DOCUMENT EXTRACT |

# 18.95 ib turkey cook at 350 or 250



## reggofcal (Nov 24, 2009)

I have smoked a bunch of tri-tip and it came out perfect.Iwas woundering does poultry take in the smoke past temp of 140 ?Cause I thought the tri tip stopped taking in smoke flavor at 140.And there is a danger keeping the bird at 140 or less for a long time? how long and why is it dangerous?thought as long as I get the bird to the final temp which is 250 it should be fine uh?What temp should I cook at 250 or 300 or 350 for a 18.95IB bird?And about how long should it take? Also if I cook two birds in the same smoker is it the same amount of time if they way the same?If anyone can answer my questions thanks for your time.


----------



## fire it up (Nov 24, 2009)

More than one bird will take you about the same amount of time as doing only one.
You want to go with the higher temps on poultry so 325-350 is good.
The meat will take in smoke as long as you let it so you need to monitor how much smoke and what kind you are using on the meat.
As always go with temp not time, but at good temps you should run approximately 3-4 hours.
If you smoke at 250 the skin will not crisp up and will be rubbery.


----------



## alx (Nov 24, 2009)

I add my smoke at beggining on poultry...2-3 small chunks.I cook at 320 degrees plus,because i am making the rest of meal and dont have time to putter with the turkey day...

Poultry takes in a fine amount of smoke quick,but the magic is in the gravy from the drippings.Really holds the flavor...

14-15 minutes a pound at 325 degree and check the thigh for 170 degree internal-

A touch of smoke makes a fine bird....


----------



## reggofcal (Nov 24, 2009)

gravy from the drippings where do I learn how to do that?that sounds delicous.Also I am going to smoke today and thanksgiving is on thursday.So I smoke it tell its done.Then go see the inlaws 4 hours away and it will still be good if I reheat it a day later?


----------



## mballi3011 (Nov 24, 2009)

Both of these guys sent you down the right path for sure. And yes they are that good. I'm hoping to be as good as them soon. I smoke my turkey and all poultry at a higher temp about 300-330 for the skin to crisp up. But also like alex said about 40-45 alb should be a good referance time. Now I haven't made the gravey but it does sound really good too.


----------



## BandCollector (Nov 24, 2009)

You have been given some great advice.  Follow the instructions given above and your bird should come out perfectly.  If the bird is prepared properly there should be no problem with re-heating and serving a day later.

Good luck,  John


----------



## waytoodeep03 (Nov 24, 2009)

LISTED ENTRIES |

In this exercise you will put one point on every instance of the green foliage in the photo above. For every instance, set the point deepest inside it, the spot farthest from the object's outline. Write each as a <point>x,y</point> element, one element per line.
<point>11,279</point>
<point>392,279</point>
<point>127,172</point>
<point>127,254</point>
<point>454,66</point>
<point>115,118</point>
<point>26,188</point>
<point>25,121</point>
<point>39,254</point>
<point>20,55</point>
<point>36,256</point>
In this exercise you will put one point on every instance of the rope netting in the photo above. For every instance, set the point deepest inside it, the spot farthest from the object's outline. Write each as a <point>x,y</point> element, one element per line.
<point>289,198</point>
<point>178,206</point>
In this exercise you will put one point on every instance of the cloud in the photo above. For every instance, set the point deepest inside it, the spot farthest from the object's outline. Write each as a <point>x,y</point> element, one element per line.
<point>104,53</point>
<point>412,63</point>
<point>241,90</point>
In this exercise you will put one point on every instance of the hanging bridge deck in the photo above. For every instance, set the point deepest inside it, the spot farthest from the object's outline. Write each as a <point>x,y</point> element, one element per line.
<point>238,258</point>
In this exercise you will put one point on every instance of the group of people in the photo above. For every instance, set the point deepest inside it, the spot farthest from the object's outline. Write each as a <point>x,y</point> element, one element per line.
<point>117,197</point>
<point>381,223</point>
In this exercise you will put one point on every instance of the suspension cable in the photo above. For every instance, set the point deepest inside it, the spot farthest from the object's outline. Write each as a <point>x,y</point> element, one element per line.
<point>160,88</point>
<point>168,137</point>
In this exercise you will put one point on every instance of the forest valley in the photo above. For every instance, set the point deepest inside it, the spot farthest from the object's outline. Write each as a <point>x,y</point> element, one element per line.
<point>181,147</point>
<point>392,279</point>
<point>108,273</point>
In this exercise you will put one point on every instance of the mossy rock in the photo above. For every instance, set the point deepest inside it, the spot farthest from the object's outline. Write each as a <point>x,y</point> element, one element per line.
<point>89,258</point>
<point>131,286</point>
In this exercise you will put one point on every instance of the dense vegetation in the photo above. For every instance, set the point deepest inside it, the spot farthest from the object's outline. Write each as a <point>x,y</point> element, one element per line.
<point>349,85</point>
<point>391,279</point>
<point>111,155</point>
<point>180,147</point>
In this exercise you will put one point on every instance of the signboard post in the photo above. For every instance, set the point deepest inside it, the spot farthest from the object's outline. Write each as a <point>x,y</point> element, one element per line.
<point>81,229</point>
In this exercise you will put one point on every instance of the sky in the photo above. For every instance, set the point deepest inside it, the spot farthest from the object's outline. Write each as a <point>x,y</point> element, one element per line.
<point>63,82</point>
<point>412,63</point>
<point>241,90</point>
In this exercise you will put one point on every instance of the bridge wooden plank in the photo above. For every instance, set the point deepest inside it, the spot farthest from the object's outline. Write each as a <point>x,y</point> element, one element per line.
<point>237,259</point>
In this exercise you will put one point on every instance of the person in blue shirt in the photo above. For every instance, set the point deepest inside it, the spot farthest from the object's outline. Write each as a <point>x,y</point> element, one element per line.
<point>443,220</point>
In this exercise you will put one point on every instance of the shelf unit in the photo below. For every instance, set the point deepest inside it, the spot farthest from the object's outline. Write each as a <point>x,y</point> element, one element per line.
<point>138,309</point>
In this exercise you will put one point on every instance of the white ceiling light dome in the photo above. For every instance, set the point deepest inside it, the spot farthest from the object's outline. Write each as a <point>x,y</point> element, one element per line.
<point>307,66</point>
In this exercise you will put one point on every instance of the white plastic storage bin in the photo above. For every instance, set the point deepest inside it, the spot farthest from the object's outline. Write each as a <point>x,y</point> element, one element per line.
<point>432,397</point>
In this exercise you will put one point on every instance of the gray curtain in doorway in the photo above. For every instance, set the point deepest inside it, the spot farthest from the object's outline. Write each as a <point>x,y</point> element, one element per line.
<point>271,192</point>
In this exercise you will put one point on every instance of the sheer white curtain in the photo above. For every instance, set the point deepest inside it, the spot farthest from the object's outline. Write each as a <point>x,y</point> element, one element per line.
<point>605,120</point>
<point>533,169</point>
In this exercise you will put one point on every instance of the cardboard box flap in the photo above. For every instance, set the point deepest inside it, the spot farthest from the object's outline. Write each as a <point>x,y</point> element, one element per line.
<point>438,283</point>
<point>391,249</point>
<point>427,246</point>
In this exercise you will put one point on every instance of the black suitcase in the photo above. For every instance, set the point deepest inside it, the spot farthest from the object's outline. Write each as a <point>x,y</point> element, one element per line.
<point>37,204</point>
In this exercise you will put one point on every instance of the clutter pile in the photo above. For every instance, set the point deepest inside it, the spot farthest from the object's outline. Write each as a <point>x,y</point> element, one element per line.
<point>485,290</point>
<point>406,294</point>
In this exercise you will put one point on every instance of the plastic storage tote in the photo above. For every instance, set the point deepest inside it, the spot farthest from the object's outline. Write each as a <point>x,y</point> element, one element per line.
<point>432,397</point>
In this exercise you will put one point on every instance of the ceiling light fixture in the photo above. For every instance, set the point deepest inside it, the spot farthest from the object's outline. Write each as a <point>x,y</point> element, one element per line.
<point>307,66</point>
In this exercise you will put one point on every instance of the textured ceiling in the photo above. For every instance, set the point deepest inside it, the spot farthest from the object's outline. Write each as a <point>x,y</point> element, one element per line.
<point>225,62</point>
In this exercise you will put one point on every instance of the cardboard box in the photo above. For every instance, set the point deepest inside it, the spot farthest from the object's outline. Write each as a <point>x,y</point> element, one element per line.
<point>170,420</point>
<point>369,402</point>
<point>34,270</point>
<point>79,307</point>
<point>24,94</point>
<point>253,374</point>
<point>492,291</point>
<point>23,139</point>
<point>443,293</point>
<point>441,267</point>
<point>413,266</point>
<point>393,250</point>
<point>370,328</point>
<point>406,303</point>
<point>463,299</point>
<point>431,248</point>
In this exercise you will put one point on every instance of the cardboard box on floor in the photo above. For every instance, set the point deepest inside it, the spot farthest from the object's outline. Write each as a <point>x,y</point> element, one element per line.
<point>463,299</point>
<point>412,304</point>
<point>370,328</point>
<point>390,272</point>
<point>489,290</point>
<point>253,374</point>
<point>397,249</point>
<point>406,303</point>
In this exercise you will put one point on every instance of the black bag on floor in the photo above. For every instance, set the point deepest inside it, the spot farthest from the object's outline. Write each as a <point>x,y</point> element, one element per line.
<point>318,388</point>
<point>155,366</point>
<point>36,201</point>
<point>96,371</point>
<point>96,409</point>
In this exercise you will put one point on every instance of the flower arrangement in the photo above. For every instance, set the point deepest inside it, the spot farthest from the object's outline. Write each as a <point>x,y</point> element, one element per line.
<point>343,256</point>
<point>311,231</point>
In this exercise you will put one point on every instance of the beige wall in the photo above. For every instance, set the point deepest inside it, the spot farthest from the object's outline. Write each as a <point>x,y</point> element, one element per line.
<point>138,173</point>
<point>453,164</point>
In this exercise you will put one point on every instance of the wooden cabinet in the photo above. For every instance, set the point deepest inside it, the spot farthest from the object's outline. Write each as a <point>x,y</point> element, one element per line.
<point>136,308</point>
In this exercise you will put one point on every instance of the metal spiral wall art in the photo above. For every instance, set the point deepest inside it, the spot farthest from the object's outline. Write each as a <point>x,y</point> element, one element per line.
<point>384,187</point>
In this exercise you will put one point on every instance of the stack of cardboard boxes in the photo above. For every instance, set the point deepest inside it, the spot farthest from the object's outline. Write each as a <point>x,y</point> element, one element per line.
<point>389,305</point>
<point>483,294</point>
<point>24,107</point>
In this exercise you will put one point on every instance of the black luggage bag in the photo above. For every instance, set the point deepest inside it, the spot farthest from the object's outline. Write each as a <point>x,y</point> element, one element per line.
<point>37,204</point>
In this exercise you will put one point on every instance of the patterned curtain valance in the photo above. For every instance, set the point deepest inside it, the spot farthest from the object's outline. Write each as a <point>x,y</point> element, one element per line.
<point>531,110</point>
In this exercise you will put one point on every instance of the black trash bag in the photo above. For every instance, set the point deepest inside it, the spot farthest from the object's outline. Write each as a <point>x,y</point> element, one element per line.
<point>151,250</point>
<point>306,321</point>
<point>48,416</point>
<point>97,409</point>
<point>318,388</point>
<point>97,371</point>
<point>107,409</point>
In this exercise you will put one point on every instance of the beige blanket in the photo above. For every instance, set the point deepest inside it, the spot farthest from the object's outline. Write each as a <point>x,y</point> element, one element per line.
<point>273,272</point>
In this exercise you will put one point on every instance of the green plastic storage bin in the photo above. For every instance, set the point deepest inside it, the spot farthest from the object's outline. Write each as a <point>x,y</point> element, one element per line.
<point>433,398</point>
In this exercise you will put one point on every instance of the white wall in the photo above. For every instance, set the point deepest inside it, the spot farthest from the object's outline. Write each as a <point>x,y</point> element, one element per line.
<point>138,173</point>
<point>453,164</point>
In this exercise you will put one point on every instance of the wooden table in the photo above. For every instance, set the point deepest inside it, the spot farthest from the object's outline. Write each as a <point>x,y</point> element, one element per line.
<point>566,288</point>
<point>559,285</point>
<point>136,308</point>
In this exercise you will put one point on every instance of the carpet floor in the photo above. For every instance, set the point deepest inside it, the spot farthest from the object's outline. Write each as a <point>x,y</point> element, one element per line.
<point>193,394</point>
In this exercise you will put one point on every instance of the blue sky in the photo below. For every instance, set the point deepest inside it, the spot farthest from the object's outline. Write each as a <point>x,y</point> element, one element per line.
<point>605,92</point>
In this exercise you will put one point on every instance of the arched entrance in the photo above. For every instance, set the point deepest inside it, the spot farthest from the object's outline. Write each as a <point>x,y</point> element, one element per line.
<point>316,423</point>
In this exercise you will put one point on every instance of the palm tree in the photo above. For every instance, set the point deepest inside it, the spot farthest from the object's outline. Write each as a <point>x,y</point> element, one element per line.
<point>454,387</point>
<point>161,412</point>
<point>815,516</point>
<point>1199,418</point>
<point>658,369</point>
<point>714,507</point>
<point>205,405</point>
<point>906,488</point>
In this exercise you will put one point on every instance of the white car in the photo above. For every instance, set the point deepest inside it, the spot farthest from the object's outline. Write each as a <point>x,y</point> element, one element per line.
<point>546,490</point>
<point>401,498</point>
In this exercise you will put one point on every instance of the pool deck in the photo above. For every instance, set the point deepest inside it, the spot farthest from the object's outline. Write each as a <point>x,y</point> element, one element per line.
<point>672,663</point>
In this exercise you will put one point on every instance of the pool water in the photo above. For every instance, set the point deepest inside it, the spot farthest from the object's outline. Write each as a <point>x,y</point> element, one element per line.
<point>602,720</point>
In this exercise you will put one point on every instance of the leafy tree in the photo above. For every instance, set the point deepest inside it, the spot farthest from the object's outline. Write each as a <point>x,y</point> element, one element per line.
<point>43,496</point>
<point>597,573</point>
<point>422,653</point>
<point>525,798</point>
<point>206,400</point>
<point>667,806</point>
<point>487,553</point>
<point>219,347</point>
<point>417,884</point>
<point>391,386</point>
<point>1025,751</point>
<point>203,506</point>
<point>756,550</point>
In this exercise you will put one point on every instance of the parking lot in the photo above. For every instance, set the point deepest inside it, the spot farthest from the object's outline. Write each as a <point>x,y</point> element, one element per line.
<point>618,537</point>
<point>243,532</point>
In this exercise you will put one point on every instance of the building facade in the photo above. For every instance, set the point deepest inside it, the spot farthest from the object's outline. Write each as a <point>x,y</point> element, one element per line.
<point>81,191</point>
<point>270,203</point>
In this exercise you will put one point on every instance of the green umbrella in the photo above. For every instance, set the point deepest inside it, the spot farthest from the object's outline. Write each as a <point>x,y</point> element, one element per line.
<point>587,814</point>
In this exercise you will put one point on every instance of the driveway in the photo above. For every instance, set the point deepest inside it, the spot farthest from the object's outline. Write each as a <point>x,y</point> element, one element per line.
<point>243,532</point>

EXERCISE GOAL | From the forum thread on smoking a turkey, copy the passage between "## fire it up" and "alx (Nov 24, 2009)", inclusive, word for word.

SOLVED EXERCISE |
## fire it up (Nov 24, 2009)

More than one bird will take you about the same amount of time as doing only one.
You want to go with the higher temps on poultry so 325-350 is good.
The meat will take in smoke as long as you let it so you need to monitor how much smoke and what kind you are using on the meat.
As always go with temp not time, but at good temps you should run approximately 3-4 hours.
If you smoke at 250 the skin will not crisp up and will be rubbery.


----------



## alx (Nov 24, 2009)